* Exercise directions
Extract the line that contains "of the lake" and every line after it to the end of the records below, exactly as written and nothing else.

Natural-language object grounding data
-- -- --
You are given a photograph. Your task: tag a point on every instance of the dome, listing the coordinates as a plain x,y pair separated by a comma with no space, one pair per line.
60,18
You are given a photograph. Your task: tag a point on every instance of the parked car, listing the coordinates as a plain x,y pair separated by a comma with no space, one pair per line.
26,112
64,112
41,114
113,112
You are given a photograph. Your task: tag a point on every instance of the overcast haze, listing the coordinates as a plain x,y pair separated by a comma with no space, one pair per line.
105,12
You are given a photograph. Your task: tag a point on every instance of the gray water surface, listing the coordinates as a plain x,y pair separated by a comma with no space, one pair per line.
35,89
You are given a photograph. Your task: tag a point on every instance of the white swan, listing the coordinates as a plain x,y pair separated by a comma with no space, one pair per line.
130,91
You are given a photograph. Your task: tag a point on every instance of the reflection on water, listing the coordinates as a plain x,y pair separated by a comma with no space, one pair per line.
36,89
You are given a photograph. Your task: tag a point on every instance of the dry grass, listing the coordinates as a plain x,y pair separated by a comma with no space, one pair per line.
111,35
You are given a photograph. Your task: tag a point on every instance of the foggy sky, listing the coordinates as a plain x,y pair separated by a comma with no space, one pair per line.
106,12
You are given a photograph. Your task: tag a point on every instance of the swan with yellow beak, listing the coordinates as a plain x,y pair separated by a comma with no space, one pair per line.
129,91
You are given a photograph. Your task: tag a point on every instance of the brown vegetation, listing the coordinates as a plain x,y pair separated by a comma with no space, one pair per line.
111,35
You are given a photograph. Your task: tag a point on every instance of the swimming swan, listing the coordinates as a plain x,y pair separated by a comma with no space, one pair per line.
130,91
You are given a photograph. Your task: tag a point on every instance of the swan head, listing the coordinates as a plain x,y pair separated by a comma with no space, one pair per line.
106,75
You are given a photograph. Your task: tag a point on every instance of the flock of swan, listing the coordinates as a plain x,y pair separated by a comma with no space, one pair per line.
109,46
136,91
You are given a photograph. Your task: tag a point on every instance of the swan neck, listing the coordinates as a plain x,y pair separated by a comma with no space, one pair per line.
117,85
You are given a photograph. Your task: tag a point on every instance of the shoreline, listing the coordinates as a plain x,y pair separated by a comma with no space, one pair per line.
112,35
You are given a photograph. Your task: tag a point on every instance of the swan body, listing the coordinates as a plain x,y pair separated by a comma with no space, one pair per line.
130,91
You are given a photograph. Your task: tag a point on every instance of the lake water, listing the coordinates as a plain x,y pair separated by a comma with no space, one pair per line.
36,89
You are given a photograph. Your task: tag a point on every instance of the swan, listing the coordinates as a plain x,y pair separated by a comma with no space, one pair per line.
-- -- --
* Reply
You are given a photograph. Your task: tag a point on every instance of the lake water, listing the coordinates as a plain x,y pair separated by a comma with no space, one pair per line.
36,89
You are given a photograph. Your task: tag a point on every instance of the swan, listing the coordinates as a plain x,y pair separated by a comma with no space, one pair per line.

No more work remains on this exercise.